* Extrait du texte:
____________

Lorsqu’on cherche des vues d’Auvillars, apparaît immanquablement son château. Son allure et son histoire le rendent indissociable du reste du village. Maintes fois modifié au cours des siècles, il reste la mémoire des lieux, de ceux qui y ont habité, qui y ont travaillé, qui y sont passé ou tout simplement qui ont vécu autour ou qui le voient chaque jour. Etienne de Cointet, décédé en 2023, disait « la maison », car c’est un lieu de vie avant tout.

Propriété privée encore aujourd’hui, les portes du parc s’ouvrent chaque année à l’occasion des Journées européennes du Patrimoine pour des visites commentées. Une occasion unique de s’approprier le lieu le temps d’une promenade…

Si on veut remonter aux origines, l’histoire est ma foi assez classique : Altus Villarea (Auvillars) est alors une villa gallo-romaine située entre la route de Dijon et la mairie, d’après le relevé d’anciens chemins.

Puis vers les 8e/9e siècles, un petit seigneur paysan choisit de s’installer sur un éperon barré, c’est à dire un endroit naturellement protégé, facilement défendable, car les pillards et bandits de grands chemins sont légions à cette époque: le site est déjà établi. Notre homme y construit une longue maison à pans de bois et torchis, entourée de buissons épineux et prolongée à l’est par une chapelle, origine de l’église. Puis au centre de l’éperon il édifie une tour en bois sur une motte de terre entourée de palissades et cernée par un fossé, c’est là qu’il se réfugiera avec sa famille en cas d’attaque.

____________

* Données:
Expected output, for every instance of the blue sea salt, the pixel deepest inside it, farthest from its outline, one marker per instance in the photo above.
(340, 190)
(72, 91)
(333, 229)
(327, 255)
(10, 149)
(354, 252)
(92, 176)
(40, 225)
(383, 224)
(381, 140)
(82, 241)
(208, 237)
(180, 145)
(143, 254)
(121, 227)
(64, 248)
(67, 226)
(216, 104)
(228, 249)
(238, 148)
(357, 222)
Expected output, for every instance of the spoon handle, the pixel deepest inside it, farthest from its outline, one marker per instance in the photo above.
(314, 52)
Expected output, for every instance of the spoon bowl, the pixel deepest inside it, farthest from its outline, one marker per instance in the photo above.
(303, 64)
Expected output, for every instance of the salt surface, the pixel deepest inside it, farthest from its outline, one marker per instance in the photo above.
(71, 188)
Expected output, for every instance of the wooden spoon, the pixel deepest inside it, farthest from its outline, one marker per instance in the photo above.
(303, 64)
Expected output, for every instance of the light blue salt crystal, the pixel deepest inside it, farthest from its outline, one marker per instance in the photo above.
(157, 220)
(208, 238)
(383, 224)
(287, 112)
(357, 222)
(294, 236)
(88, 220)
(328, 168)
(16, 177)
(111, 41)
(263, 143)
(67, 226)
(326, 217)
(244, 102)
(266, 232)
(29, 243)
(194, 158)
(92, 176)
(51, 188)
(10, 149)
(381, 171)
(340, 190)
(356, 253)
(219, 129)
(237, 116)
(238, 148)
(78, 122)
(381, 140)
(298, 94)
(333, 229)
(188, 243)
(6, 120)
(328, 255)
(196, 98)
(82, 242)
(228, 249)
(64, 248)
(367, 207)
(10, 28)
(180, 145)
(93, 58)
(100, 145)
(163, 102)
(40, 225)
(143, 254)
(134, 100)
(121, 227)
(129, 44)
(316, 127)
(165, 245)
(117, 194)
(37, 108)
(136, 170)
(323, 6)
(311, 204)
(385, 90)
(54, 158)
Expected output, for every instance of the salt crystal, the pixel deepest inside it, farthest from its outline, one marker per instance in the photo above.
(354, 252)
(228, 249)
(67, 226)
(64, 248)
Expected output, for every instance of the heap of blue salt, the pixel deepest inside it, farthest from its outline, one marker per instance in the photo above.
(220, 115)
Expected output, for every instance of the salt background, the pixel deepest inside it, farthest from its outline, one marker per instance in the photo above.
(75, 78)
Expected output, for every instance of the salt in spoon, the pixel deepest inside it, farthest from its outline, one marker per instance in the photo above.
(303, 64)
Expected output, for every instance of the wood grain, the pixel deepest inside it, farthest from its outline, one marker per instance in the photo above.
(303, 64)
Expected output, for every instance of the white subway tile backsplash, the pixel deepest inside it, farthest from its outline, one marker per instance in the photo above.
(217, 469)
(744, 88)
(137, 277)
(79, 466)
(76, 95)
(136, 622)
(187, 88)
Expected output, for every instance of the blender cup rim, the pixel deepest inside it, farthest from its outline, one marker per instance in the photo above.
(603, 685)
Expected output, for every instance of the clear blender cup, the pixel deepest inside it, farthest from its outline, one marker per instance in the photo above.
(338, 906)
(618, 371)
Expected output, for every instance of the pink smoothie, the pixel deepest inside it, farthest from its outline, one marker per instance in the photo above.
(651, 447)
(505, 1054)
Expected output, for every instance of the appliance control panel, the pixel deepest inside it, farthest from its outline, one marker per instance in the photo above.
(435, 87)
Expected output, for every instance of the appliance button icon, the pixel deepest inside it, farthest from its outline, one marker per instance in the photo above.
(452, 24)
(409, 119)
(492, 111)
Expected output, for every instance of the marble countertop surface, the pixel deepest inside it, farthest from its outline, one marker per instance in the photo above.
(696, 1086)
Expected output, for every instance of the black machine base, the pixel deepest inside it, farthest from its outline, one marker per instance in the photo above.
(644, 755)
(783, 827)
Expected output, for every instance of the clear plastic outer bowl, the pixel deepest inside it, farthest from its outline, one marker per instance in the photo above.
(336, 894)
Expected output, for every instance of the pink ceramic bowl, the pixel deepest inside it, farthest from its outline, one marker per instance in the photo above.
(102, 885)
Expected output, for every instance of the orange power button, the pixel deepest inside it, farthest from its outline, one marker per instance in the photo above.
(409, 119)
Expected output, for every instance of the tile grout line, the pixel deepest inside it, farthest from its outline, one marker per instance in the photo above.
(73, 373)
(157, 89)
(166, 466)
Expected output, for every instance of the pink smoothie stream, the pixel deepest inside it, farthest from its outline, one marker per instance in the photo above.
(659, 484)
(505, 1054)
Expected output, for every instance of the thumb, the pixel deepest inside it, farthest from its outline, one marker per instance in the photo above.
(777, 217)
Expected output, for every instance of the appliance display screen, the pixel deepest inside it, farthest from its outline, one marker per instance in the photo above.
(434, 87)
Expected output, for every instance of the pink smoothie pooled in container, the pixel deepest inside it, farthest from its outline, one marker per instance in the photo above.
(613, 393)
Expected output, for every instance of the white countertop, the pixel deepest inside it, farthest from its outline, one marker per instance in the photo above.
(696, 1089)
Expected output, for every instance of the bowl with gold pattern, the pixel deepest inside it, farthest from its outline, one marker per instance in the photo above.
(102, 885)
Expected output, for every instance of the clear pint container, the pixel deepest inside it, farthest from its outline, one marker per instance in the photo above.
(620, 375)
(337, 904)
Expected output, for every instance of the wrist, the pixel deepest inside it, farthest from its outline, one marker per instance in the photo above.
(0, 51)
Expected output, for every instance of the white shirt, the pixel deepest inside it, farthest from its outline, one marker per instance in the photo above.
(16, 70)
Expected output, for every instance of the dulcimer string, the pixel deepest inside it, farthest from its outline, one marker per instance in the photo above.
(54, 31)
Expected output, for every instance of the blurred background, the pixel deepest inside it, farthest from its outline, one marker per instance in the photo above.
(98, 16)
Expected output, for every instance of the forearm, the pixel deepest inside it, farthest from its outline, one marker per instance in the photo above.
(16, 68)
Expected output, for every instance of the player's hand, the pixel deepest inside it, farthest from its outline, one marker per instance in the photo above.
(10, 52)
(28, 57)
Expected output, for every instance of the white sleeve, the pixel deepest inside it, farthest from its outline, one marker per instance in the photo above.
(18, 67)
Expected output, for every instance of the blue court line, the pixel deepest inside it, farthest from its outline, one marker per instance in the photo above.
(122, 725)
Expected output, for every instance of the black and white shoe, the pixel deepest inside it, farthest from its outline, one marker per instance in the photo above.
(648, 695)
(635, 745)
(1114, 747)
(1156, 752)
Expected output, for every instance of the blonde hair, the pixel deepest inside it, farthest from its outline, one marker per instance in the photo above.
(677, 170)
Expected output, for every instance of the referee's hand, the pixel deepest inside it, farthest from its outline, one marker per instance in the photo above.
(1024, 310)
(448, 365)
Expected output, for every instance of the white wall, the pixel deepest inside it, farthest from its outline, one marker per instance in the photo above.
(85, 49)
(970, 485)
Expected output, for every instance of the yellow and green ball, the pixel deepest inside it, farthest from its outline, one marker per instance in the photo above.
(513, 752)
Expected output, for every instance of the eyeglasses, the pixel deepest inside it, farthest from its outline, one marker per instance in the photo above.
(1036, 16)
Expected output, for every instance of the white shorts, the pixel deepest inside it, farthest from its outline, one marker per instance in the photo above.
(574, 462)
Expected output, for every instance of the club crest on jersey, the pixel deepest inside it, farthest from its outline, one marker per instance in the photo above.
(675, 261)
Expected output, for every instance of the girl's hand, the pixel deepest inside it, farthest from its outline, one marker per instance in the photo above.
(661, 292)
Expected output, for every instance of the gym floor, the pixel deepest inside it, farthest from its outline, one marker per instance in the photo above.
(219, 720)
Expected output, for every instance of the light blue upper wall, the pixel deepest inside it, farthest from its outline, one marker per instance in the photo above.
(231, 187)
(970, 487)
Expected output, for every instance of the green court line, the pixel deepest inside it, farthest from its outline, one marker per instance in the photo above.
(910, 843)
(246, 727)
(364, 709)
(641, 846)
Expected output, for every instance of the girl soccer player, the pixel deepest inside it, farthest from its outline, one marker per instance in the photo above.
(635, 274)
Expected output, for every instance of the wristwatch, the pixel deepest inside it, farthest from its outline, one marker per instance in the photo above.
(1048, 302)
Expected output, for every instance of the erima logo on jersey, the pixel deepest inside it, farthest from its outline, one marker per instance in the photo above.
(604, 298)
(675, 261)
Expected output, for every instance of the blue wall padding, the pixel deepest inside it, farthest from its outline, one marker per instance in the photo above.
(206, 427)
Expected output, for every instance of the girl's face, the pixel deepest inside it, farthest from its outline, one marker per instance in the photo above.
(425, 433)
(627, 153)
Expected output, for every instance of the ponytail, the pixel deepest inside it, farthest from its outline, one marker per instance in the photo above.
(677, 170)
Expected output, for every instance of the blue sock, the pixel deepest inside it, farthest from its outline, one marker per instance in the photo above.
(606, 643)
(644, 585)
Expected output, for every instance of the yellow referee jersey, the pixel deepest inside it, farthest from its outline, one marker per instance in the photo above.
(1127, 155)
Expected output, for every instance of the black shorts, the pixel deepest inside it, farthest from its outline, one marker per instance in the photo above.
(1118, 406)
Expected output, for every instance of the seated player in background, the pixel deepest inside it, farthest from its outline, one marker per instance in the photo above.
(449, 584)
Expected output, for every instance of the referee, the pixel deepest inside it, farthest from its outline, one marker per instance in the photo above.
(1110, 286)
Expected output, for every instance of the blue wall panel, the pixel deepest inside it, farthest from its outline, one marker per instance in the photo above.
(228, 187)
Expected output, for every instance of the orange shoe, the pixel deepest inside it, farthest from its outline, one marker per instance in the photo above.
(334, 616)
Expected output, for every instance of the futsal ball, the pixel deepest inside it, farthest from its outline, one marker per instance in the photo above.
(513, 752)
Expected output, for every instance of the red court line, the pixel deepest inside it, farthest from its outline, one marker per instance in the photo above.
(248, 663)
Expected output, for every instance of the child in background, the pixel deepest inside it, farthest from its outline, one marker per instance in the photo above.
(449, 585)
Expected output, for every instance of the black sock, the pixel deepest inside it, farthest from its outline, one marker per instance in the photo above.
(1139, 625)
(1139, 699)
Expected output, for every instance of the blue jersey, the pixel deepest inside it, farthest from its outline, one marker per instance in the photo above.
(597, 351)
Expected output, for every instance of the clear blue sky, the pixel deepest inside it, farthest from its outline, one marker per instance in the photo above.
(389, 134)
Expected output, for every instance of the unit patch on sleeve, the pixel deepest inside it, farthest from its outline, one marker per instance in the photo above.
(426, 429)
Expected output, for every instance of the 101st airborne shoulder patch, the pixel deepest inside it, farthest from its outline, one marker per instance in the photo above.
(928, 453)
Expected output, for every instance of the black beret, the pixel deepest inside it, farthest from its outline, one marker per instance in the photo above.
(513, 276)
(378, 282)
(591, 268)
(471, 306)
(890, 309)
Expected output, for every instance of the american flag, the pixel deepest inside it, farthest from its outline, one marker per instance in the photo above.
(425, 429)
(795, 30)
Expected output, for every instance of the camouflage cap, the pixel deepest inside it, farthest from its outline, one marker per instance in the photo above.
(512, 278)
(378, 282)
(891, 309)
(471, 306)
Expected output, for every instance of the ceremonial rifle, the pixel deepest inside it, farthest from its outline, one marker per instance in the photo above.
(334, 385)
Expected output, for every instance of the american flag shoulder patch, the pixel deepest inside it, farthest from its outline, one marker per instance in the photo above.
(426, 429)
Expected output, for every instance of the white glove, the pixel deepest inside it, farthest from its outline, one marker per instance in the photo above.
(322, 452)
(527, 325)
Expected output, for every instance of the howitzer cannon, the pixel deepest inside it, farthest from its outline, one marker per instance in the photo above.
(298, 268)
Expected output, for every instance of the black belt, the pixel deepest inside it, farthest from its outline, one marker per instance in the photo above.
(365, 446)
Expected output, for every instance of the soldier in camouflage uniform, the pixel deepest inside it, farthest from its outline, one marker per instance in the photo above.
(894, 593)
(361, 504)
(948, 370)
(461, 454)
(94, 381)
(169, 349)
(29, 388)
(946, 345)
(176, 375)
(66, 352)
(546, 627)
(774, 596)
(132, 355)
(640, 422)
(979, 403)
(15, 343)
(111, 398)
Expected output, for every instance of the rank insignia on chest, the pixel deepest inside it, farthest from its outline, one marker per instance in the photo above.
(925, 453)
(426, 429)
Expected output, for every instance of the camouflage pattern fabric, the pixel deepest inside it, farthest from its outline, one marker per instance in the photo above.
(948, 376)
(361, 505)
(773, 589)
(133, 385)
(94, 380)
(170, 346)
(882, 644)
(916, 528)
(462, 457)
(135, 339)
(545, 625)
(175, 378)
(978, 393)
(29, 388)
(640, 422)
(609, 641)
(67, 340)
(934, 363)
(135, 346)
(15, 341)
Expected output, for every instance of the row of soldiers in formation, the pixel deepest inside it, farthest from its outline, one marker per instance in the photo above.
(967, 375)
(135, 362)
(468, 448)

____________

* Consigne: Pouvez-vous reproduire à l'identique le passage du texte sur le château d'Auvillars qui commence par "Lorsqu’on cherche des" et se poursuit jusqu'à "vie avant tout." ?

* Réponse:
Lorsqu’on cherche des vues d’Auvillars, apparaît immanquablement son château. Son allure et son histoire le rendent indissociable du reste du village. Maintes fois modifié au cours des siècles, il reste la mémoire des lieux, de ceux qui y ont habité, qui y ont travaillé, qui y sont passé ou tout simplement qui ont vécu autour ou qui le voient chaque jour. Etienne de Cointet, décédé en 2023, disait « la maison », car c’est un lieu de vie avant tout.